> _PROMPT_
Find the line containing "Place a dot on every instance of the aquatic". Retype it and every later line of the records exactly, leaving out pictures.

(TASK DATA Opens)

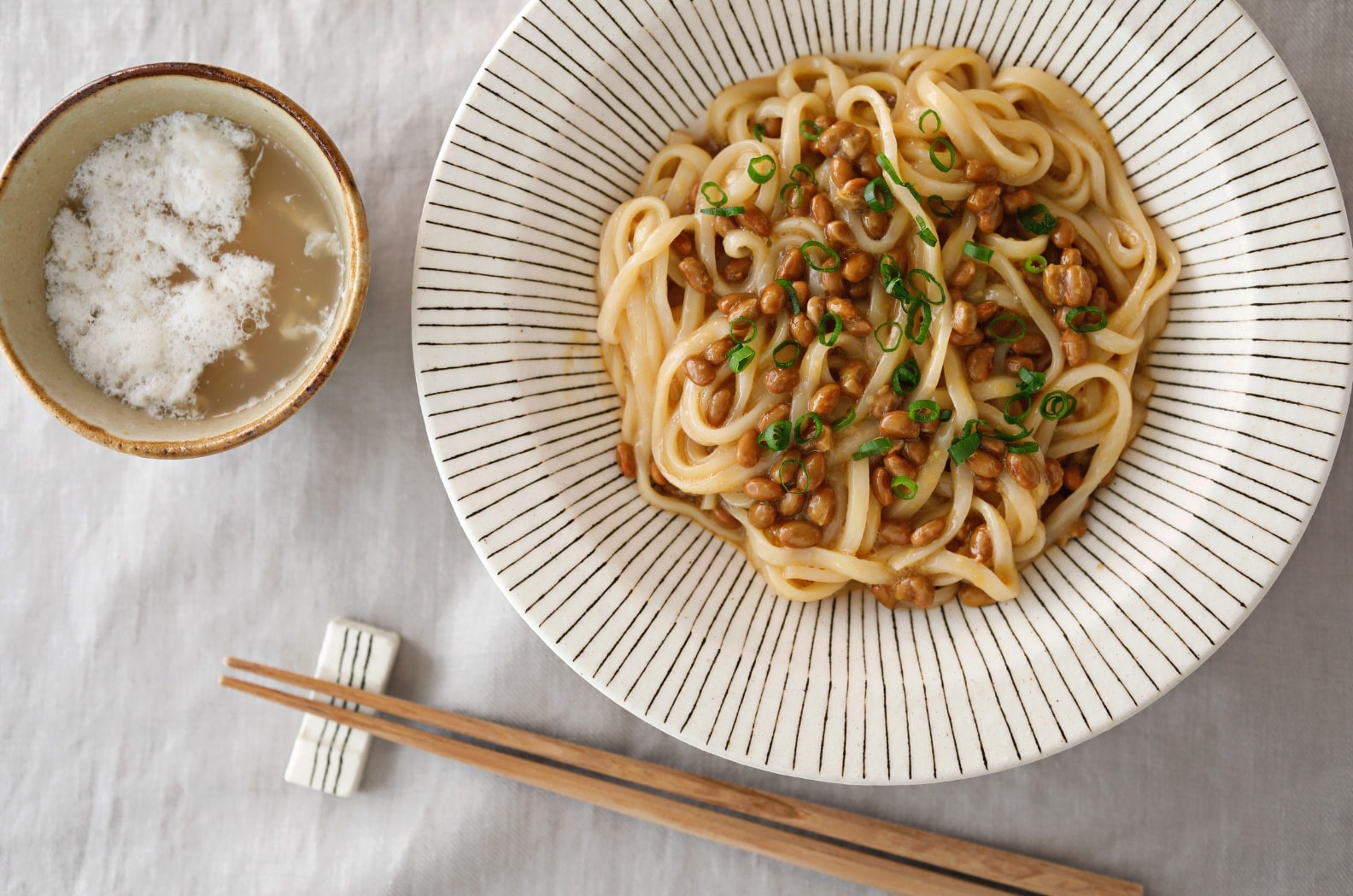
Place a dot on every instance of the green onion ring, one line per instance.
(741, 356)
(734, 336)
(907, 377)
(965, 448)
(887, 168)
(1057, 405)
(1038, 220)
(1031, 381)
(799, 428)
(1099, 324)
(776, 437)
(758, 176)
(919, 291)
(952, 155)
(977, 252)
(926, 233)
(904, 488)
(923, 331)
(873, 447)
(878, 196)
(945, 210)
(813, 244)
(829, 336)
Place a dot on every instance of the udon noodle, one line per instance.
(882, 322)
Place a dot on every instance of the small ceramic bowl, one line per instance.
(32, 189)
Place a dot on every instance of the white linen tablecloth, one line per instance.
(125, 769)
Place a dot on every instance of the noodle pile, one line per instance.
(722, 257)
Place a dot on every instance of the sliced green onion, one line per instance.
(1095, 325)
(1038, 220)
(904, 488)
(792, 359)
(919, 335)
(952, 156)
(1031, 381)
(945, 210)
(873, 448)
(887, 168)
(977, 252)
(1057, 405)
(827, 335)
(1005, 409)
(794, 478)
(741, 356)
(923, 410)
(884, 342)
(878, 196)
(965, 447)
(813, 244)
(905, 378)
(766, 173)
(777, 436)
(790, 296)
(799, 428)
(920, 291)
(734, 324)
(993, 331)
(924, 231)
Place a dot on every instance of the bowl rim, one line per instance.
(479, 521)
(351, 301)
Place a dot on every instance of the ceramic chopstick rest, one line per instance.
(331, 757)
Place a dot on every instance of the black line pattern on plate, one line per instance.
(1204, 436)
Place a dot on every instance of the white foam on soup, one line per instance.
(137, 286)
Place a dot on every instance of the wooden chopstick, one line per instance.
(854, 847)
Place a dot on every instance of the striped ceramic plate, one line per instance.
(671, 623)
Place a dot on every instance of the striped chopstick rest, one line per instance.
(326, 755)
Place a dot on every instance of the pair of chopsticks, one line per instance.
(848, 846)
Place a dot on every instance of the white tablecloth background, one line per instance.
(125, 769)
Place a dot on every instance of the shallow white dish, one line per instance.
(670, 622)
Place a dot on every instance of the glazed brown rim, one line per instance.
(354, 298)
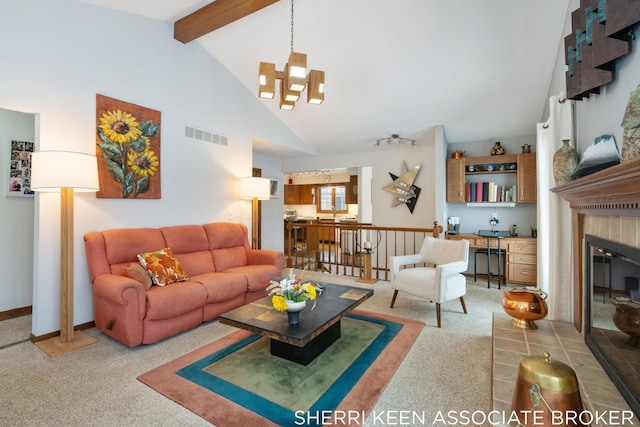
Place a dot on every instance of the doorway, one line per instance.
(16, 233)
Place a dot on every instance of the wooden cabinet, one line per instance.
(455, 180)
(523, 166)
(351, 192)
(327, 234)
(522, 263)
(299, 194)
(290, 195)
(527, 192)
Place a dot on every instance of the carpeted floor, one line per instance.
(220, 379)
(446, 369)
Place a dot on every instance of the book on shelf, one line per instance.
(490, 192)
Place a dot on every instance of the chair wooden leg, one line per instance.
(393, 300)
(464, 307)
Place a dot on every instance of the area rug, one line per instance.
(234, 381)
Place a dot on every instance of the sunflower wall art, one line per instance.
(128, 150)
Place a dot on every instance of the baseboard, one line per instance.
(16, 312)
(81, 327)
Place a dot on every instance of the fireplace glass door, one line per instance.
(612, 313)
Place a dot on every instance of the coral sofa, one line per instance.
(223, 273)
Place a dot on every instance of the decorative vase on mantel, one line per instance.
(293, 311)
(565, 162)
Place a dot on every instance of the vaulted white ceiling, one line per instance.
(480, 68)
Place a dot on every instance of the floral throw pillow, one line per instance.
(163, 267)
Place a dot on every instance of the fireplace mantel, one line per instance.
(614, 188)
(613, 192)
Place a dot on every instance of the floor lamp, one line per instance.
(64, 172)
(255, 188)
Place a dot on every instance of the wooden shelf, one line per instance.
(491, 204)
(491, 172)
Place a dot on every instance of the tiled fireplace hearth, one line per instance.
(565, 344)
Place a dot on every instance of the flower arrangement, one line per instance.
(282, 290)
(493, 222)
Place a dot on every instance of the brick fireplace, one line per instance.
(606, 205)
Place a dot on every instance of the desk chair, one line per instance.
(443, 281)
(500, 253)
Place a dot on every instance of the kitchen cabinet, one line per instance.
(351, 193)
(299, 194)
(463, 170)
(455, 180)
(290, 195)
(327, 234)
(527, 192)
(522, 263)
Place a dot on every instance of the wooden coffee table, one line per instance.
(317, 330)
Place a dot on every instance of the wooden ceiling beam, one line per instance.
(213, 16)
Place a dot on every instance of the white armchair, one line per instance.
(439, 283)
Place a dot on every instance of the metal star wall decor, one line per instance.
(402, 188)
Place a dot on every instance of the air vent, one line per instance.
(205, 135)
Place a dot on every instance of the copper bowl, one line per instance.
(525, 306)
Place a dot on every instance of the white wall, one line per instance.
(58, 54)
(16, 227)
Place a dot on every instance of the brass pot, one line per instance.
(525, 306)
(544, 386)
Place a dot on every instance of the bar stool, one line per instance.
(483, 251)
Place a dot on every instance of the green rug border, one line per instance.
(274, 412)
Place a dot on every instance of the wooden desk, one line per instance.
(521, 264)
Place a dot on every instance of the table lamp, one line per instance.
(64, 172)
(255, 188)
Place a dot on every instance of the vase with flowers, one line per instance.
(291, 295)
(493, 222)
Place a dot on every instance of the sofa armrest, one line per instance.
(398, 261)
(113, 287)
(265, 257)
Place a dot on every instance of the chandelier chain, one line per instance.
(291, 25)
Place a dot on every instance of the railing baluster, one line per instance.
(322, 247)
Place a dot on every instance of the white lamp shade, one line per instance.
(254, 187)
(54, 170)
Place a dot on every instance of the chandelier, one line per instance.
(293, 79)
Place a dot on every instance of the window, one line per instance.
(330, 198)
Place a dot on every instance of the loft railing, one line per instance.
(343, 248)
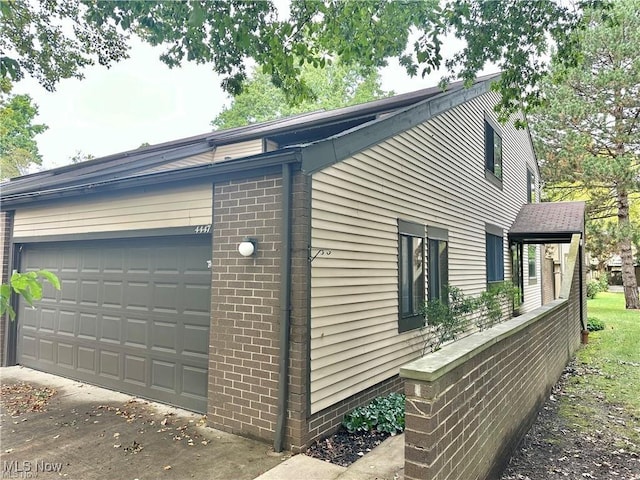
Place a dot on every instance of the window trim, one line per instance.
(413, 230)
(533, 279)
(496, 232)
(491, 130)
(530, 185)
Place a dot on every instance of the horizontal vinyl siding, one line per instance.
(238, 150)
(143, 209)
(432, 174)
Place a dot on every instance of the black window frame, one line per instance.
(493, 153)
(531, 263)
(494, 254)
(410, 233)
(437, 264)
(530, 186)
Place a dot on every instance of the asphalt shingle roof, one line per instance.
(548, 221)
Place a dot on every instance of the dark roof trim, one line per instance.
(200, 172)
(98, 172)
(324, 153)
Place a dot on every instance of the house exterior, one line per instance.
(356, 216)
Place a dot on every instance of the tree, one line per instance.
(588, 132)
(334, 86)
(54, 40)
(28, 285)
(18, 147)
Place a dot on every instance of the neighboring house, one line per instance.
(356, 216)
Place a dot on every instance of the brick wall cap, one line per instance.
(434, 365)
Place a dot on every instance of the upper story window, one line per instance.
(492, 150)
(532, 252)
(494, 254)
(410, 275)
(531, 187)
(438, 263)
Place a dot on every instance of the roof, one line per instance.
(548, 222)
(314, 140)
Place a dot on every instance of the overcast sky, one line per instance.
(139, 100)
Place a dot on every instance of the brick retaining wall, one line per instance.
(470, 403)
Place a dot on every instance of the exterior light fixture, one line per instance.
(247, 247)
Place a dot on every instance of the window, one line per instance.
(495, 254)
(438, 263)
(531, 257)
(531, 186)
(411, 275)
(492, 150)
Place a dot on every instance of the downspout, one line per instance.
(285, 310)
(581, 287)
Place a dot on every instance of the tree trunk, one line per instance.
(628, 270)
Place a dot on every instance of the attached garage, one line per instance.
(132, 315)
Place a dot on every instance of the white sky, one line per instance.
(140, 100)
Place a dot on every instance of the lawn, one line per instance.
(609, 367)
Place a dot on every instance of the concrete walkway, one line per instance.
(90, 432)
(385, 462)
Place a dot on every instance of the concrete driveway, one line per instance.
(86, 432)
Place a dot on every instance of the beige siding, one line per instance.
(142, 209)
(238, 150)
(432, 174)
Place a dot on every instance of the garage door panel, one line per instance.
(132, 315)
(163, 375)
(66, 323)
(109, 365)
(194, 381)
(86, 359)
(110, 331)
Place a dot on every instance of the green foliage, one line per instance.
(511, 35)
(384, 414)
(18, 147)
(336, 85)
(54, 40)
(595, 324)
(448, 318)
(596, 286)
(28, 285)
(587, 131)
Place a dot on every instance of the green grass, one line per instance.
(611, 363)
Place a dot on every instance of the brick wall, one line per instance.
(327, 421)
(469, 404)
(6, 223)
(246, 313)
(245, 310)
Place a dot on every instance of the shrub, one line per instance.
(384, 414)
(594, 324)
(593, 288)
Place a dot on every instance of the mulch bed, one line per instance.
(344, 448)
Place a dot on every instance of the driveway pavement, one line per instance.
(87, 432)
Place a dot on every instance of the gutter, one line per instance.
(285, 309)
(228, 167)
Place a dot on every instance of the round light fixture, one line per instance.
(246, 248)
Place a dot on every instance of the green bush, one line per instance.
(594, 324)
(384, 414)
(593, 288)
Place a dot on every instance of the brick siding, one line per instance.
(466, 422)
(246, 314)
(327, 421)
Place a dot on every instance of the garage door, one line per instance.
(132, 315)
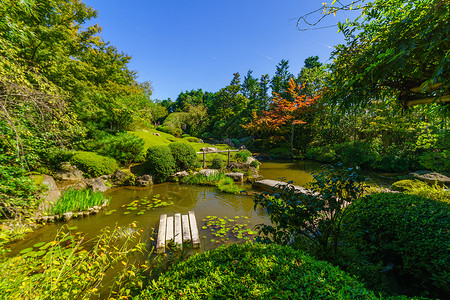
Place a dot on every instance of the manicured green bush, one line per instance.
(184, 155)
(192, 139)
(420, 188)
(93, 164)
(242, 155)
(437, 161)
(408, 185)
(124, 147)
(160, 162)
(411, 234)
(255, 271)
(217, 163)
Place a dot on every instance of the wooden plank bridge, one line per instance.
(177, 229)
(217, 151)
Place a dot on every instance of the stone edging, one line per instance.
(69, 215)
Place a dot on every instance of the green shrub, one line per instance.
(192, 139)
(72, 267)
(242, 155)
(407, 232)
(311, 220)
(358, 154)
(93, 164)
(55, 155)
(254, 164)
(420, 188)
(280, 152)
(324, 154)
(255, 271)
(18, 193)
(392, 163)
(437, 161)
(408, 185)
(160, 162)
(184, 155)
(76, 200)
(217, 163)
(124, 147)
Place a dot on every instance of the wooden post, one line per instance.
(169, 230)
(186, 229)
(204, 159)
(161, 240)
(194, 230)
(178, 239)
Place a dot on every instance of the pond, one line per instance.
(205, 201)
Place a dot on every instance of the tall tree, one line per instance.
(280, 81)
(280, 120)
(395, 47)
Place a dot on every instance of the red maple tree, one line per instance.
(283, 113)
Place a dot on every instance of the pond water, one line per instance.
(205, 201)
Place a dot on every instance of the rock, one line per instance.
(51, 195)
(96, 184)
(253, 178)
(271, 185)
(67, 216)
(251, 159)
(228, 142)
(240, 166)
(432, 177)
(121, 178)
(236, 176)
(178, 175)
(209, 149)
(208, 172)
(144, 180)
(68, 172)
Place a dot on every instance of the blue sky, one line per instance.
(185, 45)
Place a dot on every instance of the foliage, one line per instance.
(71, 267)
(123, 147)
(76, 200)
(18, 193)
(184, 155)
(92, 164)
(436, 161)
(242, 155)
(419, 188)
(408, 234)
(283, 114)
(311, 218)
(406, 36)
(227, 185)
(223, 183)
(226, 229)
(217, 163)
(255, 271)
(160, 162)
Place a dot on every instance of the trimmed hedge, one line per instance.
(255, 271)
(160, 162)
(124, 147)
(407, 232)
(184, 155)
(93, 164)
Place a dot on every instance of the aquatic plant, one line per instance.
(76, 200)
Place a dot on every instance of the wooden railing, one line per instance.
(219, 151)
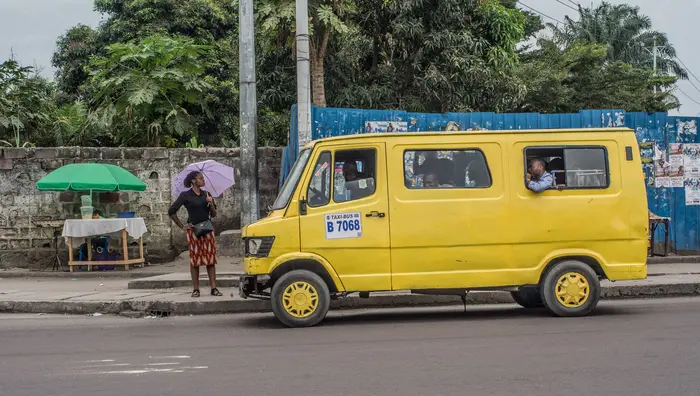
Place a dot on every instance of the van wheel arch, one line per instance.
(307, 265)
(589, 261)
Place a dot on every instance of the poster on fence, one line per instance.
(386, 126)
(675, 160)
(691, 159)
(646, 153)
(692, 191)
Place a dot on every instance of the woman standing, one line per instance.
(200, 208)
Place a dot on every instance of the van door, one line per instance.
(347, 214)
(450, 215)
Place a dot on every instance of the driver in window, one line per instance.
(356, 184)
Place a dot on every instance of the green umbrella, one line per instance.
(90, 177)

(TASK DATA Closes)

> _WRITTEN RESPONSE_
Place a dot on every instance of the aquatic plant, one line per instance.
(76, 200)
Place a dot on every instance of the wooden railing, one line per instance.
(219, 151)
Place a dot on every instance of the van wheel arch, one line per instance.
(307, 265)
(589, 261)
Place a dot on every instance of the poster on fence, one line per instance.
(386, 126)
(675, 160)
(691, 159)
(646, 153)
(692, 191)
Place a dot on every instance of the woman standing, one line per instance.
(200, 208)
Place a dot on every instance of the van door, one line per instance.
(347, 214)
(450, 215)
Place a dot on every instance of the driver in window, one line per instance.
(356, 184)
Place a dot on every instance of the green umbrella, one line per instance.
(90, 177)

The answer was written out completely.